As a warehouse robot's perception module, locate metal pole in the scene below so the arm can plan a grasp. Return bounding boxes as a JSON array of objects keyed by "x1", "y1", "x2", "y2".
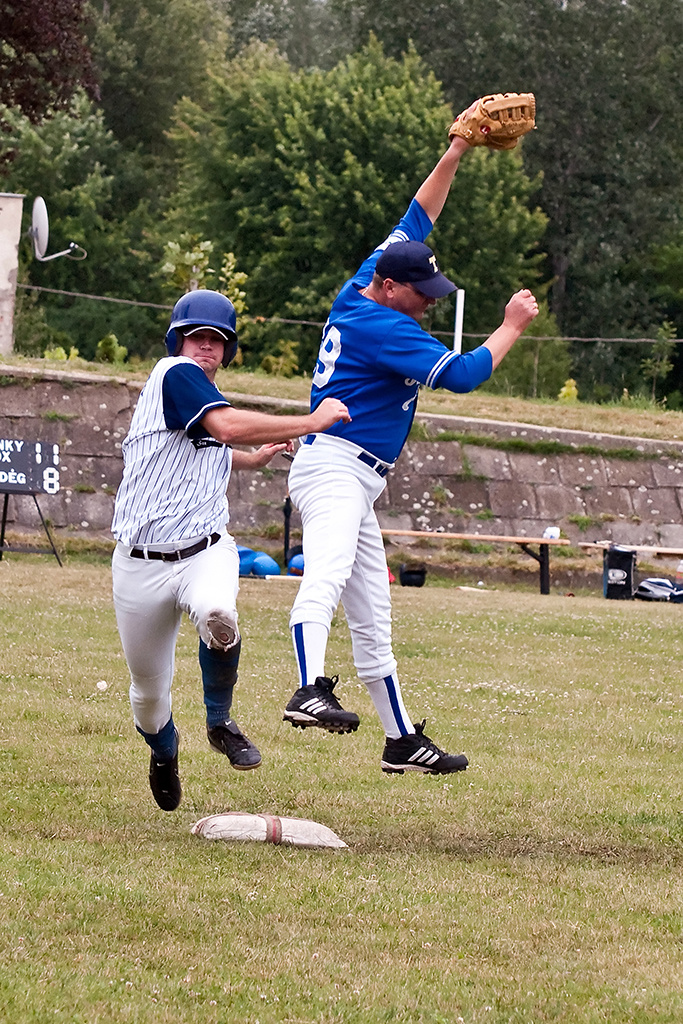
[
  {"x1": 283, "y1": 495, "x2": 292, "y2": 569},
  {"x1": 453, "y1": 288, "x2": 465, "y2": 352},
  {"x1": 0, "y1": 193, "x2": 24, "y2": 355}
]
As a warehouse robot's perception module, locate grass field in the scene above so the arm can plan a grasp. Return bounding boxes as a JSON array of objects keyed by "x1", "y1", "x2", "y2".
[{"x1": 0, "y1": 556, "x2": 683, "y2": 1024}]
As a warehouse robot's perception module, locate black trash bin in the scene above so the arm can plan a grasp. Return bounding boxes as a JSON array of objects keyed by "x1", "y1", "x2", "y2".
[{"x1": 602, "y1": 544, "x2": 636, "y2": 601}]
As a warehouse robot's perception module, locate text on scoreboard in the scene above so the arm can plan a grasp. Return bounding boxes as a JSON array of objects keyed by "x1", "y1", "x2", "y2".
[{"x1": 0, "y1": 437, "x2": 59, "y2": 495}]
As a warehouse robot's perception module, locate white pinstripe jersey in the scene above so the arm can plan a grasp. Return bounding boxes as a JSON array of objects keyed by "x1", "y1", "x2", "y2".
[{"x1": 112, "y1": 355, "x2": 232, "y2": 545}]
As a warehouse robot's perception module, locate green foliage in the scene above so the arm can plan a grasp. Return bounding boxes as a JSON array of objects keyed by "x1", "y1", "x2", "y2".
[
  {"x1": 0, "y1": 95, "x2": 167, "y2": 358},
  {"x1": 481, "y1": 302, "x2": 570, "y2": 398},
  {"x1": 159, "y1": 232, "x2": 214, "y2": 299},
  {"x1": 167, "y1": 42, "x2": 545, "y2": 367},
  {"x1": 261, "y1": 341, "x2": 299, "y2": 377},
  {"x1": 95, "y1": 334, "x2": 128, "y2": 362},
  {"x1": 557, "y1": 377, "x2": 579, "y2": 403},
  {"x1": 91, "y1": 0, "x2": 227, "y2": 156},
  {"x1": 0, "y1": 0, "x2": 94, "y2": 127},
  {"x1": 330, "y1": 0, "x2": 683, "y2": 344},
  {"x1": 640, "y1": 321, "x2": 676, "y2": 401}
]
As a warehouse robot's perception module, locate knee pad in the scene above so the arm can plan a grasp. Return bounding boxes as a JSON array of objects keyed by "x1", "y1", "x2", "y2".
[{"x1": 200, "y1": 610, "x2": 240, "y2": 651}]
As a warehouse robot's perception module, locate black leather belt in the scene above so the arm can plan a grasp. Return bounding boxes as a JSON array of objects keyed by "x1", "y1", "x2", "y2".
[
  {"x1": 130, "y1": 534, "x2": 221, "y2": 562},
  {"x1": 356, "y1": 452, "x2": 389, "y2": 476},
  {"x1": 303, "y1": 434, "x2": 391, "y2": 476}
]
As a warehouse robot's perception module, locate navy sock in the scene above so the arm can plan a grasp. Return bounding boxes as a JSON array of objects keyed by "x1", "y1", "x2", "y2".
[
  {"x1": 135, "y1": 715, "x2": 178, "y2": 764},
  {"x1": 200, "y1": 640, "x2": 242, "y2": 729}
]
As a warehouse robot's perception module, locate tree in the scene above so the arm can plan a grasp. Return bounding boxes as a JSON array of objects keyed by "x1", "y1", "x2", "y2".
[
  {"x1": 91, "y1": 0, "x2": 232, "y2": 162},
  {"x1": 167, "y1": 41, "x2": 545, "y2": 368},
  {"x1": 640, "y1": 321, "x2": 676, "y2": 401},
  {"x1": 330, "y1": 0, "x2": 683, "y2": 336},
  {"x1": 0, "y1": 93, "x2": 163, "y2": 358},
  {"x1": 0, "y1": 0, "x2": 95, "y2": 123},
  {"x1": 482, "y1": 302, "x2": 570, "y2": 398}
]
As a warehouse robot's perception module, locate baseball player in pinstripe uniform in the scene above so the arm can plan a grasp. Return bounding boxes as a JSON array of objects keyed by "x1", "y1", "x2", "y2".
[
  {"x1": 112, "y1": 290, "x2": 348, "y2": 811},
  {"x1": 284, "y1": 128, "x2": 538, "y2": 774}
]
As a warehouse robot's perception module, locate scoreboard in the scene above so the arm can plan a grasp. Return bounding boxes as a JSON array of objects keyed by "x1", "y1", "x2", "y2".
[{"x1": 0, "y1": 437, "x2": 59, "y2": 495}]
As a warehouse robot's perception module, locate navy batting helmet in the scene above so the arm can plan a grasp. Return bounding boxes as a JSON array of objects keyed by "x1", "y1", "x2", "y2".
[{"x1": 166, "y1": 288, "x2": 238, "y2": 367}]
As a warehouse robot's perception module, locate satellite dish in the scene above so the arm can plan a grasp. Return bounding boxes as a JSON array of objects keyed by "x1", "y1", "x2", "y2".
[{"x1": 29, "y1": 196, "x2": 88, "y2": 263}]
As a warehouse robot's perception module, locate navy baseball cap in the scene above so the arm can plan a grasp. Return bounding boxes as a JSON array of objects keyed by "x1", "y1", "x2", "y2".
[{"x1": 375, "y1": 242, "x2": 457, "y2": 299}]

## What to do
Turn every line of the records above into a JSON list of strings, one string per line, leaving out blank lines and the pictures.

## The completed task
[
  "As a warehouse robot's perception module, locate metal pole in the scene below so the arm can plan a grasp. Return bounding boxes as a JSON array of objects keyed by \"x1\", \"y1\", \"x2\", \"y2\".",
  "[",
  "  {\"x1\": 283, \"y1\": 495, \"x2\": 292, \"y2\": 569},",
  "  {\"x1\": 453, \"y1\": 288, \"x2\": 465, \"y2\": 352},",
  "  {\"x1\": 0, \"y1\": 193, \"x2\": 24, \"y2\": 355}",
  "]",
  "As a warehouse robot's perception module, locate grass field in the scene above so the arm can plan a grasp. Return bounding boxes as a JSON array of objects keyed by \"x1\", \"y1\", \"x2\", \"y2\".",
  "[{\"x1\": 0, \"y1\": 556, \"x2\": 683, \"y2\": 1024}]",
  "As a warehouse robot's perception module, locate black trash bin in the scene above so the arm can plan a grasp. Return bounding boxes as a JSON array of objects keyed by \"x1\", \"y1\", \"x2\", \"y2\".",
  "[{\"x1\": 602, \"y1\": 544, \"x2\": 636, \"y2\": 601}]",
  "As a warehouse robot's perception module, locate text on scoreboard in the scene above so the arm can plan a grasp. Return bounding boxes as a JSON array of objects keyed by \"x1\", \"y1\", \"x2\", \"y2\".",
  "[{\"x1\": 0, \"y1\": 437, \"x2\": 59, \"y2\": 495}]",
  "As a warehouse robot's perception module, locate white pinstripe jersey in the scene above so the arm can plan a grasp. Return bounding boxes as a JSON array of objects keyed by \"x1\", \"y1\", \"x2\", \"y2\".",
  "[{\"x1\": 112, \"y1\": 355, \"x2\": 232, \"y2\": 545}]",
  "As a warehouse robot's perception module, locate green foliage in the scene above so the arm can plan a grasp. Return bounding boxes as a JSON array of objects keyed by \"x1\", \"y1\", \"x2\", \"y2\".",
  "[",
  "  {\"x1\": 0, \"y1\": 95, \"x2\": 167, \"y2\": 358},",
  "  {\"x1\": 481, \"y1\": 302, \"x2\": 570, \"y2\": 398},",
  "  {\"x1\": 159, \"y1\": 232, \"x2\": 214, \"y2\": 299},",
  "  {\"x1\": 167, \"y1\": 42, \"x2\": 545, \"y2\": 367},",
  "  {\"x1\": 261, \"y1\": 341, \"x2\": 299, \"y2\": 377},",
  "  {\"x1\": 95, \"y1\": 334, \"x2\": 128, \"y2\": 362},",
  "  {\"x1\": 557, \"y1\": 377, \"x2\": 579, \"y2\": 403},",
  "  {\"x1\": 91, \"y1\": 0, \"x2\": 227, \"y2\": 156},",
  "  {\"x1\": 0, \"y1\": 0, \"x2\": 94, \"y2\": 127},",
  "  {\"x1\": 330, \"y1\": 0, \"x2\": 683, \"y2\": 344},",
  "  {\"x1\": 640, \"y1\": 321, \"x2\": 676, \"y2\": 401}",
  "]",
  "As a warehouse robot's perception module, locate knee pad in the scene above so the arm can plan a grasp. Return bounding boxes as a JSON array of objects keyed by \"x1\", \"y1\", \"x2\", \"y2\".",
  "[{\"x1\": 200, \"y1\": 610, \"x2\": 240, \"y2\": 651}]",
  "As a warehouse robot's perception module, locate black leather belt in the scene above so the arm can plan a grasp. Return bounding boxes as a JSON array of objects keyed by \"x1\", \"y1\", \"x2\", \"y2\".",
  "[",
  "  {\"x1\": 130, \"y1\": 534, \"x2\": 221, \"y2\": 562},",
  "  {\"x1\": 356, \"y1\": 452, \"x2\": 389, \"y2\": 476},",
  "  {\"x1\": 303, \"y1\": 434, \"x2\": 391, \"y2\": 476}",
  "]",
  "As a warehouse robot's perception module, locate navy sock in the scene above so the arm can plan a grasp. Return bounding boxes as a JSON array of objects keyed by \"x1\", \"y1\", \"x2\", \"y2\".",
  "[",
  "  {\"x1\": 135, \"y1\": 715, \"x2\": 178, \"y2\": 764},",
  "  {\"x1\": 200, \"y1\": 640, \"x2\": 242, \"y2\": 729}",
  "]",
  "As a warehouse robot's perception module, locate tree in the scene above so the arm can plan a grasp. Return bounding boxes as a JSON array of objects keyed by \"x1\", \"y1\", \"x2\", \"y2\".",
  "[",
  "  {\"x1\": 91, \"y1\": 0, \"x2\": 232, \"y2\": 162},",
  "  {\"x1\": 167, \"y1\": 41, \"x2\": 545, \"y2\": 368},",
  "  {\"x1\": 640, \"y1\": 321, \"x2\": 676, \"y2\": 401},",
  "  {\"x1\": 330, \"y1\": 0, \"x2\": 683, \"y2\": 336},",
  "  {\"x1\": 0, \"y1\": 93, \"x2\": 163, \"y2\": 358},",
  "  {\"x1\": 0, \"y1\": 0, \"x2\": 95, \"y2\": 123},",
  "  {\"x1\": 482, \"y1\": 302, \"x2\": 570, \"y2\": 398}",
  "]",
  "As a warehouse robot's perception module, locate baseball player in pinstripe uniform in the scene above so the arm can plan a grasp. Return bounding boxes as a JSON array of objects keyed by \"x1\", \"y1\", \"x2\", \"y2\".",
  "[",
  "  {\"x1\": 112, \"y1\": 290, \"x2\": 348, \"y2\": 811},",
  "  {\"x1\": 284, \"y1\": 128, \"x2\": 538, \"y2\": 774}",
  "]",
  "As a warehouse robot's perception module, locate scoreboard in the scene above so the arm can plan a grasp. Return bounding boxes as a JSON array of objects keyed by \"x1\", \"y1\", \"x2\", \"y2\".",
  "[{\"x1\": 0, \"y1\": 437, \"x2\": 59, \"y2\": 495}]",
  "As a warehouse robot's perception module, locate navy batting helmet in the scene above so the arm can plan a grasp. Return bounding boxes as a JSON array of objects keyed by \"x1\", \"y1\", \"x2\", \"y2\".",
  "[{\"x1\": 166, \"y1\": 288, \"x2\": 238, \"y2\": 367}]",
  "As a warehouse robot's perception module, locate satellite dish in the scene above so the arm can plan a grasp. Return bounding boxes as a JSON array of objects keyed by \"x1\", \"y1\", \"x2\", \"y2\".",
  "[{\"x1\": 29, \"y1\": 196, \"x2\": 88, \"y2\": 263}]",
  "As a warehouse robot's perception module, locate navy baseball cap in the scene above so the arm can plan a grasp. Return bounding boxes as a JSON array of objects keyed by \"x1\", \"y1\", \"x2\", \"y2\".",
  "[{\"x1\": 375, \"y1\": 242, \"x2\": 457, \"y2\": 299}]"
]